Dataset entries
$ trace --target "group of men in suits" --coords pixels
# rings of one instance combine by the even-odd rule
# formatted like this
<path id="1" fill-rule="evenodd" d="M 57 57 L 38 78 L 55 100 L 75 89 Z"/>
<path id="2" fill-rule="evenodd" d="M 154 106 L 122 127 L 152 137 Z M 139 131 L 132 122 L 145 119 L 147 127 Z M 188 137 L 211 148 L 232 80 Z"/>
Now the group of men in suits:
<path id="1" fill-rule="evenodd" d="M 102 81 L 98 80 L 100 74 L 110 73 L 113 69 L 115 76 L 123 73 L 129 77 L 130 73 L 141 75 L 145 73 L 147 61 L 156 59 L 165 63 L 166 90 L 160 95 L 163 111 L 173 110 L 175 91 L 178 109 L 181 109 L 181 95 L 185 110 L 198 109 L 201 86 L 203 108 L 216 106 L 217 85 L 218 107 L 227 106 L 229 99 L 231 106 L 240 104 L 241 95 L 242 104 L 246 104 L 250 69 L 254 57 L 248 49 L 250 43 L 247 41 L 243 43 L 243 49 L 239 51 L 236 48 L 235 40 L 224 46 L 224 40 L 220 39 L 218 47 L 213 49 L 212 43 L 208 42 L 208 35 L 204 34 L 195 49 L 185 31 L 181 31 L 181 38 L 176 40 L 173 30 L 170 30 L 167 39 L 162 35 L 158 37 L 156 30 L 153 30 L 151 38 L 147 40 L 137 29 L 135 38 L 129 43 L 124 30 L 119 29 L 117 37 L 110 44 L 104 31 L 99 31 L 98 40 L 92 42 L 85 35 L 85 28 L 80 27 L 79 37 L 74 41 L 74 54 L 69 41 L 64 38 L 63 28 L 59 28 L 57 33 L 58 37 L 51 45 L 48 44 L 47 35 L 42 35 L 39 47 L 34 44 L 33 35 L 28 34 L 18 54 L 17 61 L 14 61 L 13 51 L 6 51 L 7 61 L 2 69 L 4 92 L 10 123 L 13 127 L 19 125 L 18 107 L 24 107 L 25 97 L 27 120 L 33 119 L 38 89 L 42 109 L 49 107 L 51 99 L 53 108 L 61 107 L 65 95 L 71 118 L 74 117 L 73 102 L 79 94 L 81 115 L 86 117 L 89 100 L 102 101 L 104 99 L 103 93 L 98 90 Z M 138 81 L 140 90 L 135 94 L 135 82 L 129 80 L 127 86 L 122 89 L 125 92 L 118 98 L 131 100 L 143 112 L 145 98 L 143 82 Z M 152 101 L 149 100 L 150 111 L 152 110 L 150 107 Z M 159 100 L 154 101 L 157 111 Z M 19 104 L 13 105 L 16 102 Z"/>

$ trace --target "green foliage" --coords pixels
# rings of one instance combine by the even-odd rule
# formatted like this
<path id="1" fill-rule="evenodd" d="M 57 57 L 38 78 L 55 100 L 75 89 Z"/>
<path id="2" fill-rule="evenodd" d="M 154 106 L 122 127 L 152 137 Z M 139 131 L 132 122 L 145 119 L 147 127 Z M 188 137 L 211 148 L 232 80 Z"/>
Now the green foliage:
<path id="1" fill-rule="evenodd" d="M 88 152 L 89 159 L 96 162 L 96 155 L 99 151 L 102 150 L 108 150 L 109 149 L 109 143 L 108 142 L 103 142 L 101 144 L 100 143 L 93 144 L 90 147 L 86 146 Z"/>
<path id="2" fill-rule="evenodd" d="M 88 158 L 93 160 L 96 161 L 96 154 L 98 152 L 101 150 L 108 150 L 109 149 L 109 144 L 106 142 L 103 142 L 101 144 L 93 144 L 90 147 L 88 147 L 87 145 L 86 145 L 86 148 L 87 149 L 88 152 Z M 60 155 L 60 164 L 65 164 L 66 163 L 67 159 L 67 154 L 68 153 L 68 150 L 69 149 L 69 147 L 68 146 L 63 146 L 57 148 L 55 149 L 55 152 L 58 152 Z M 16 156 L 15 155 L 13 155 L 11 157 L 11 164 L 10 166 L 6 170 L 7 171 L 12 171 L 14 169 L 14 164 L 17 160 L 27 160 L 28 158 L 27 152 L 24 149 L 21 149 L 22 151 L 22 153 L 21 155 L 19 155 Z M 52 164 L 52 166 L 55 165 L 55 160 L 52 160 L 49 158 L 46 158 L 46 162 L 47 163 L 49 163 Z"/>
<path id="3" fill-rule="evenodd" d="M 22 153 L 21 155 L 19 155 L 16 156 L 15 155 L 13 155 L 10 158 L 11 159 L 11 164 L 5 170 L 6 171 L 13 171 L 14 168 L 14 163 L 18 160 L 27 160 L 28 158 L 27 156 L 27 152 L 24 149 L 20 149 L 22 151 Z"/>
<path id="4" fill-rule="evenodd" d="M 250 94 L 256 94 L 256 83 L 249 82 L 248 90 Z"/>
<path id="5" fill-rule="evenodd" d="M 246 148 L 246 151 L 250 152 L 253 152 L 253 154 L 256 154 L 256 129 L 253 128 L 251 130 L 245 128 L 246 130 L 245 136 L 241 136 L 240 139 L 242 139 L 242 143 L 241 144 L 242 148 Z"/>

Set problem
Count the lines in the records above that contain the word "foliage" and give only that number.

Correct answer
2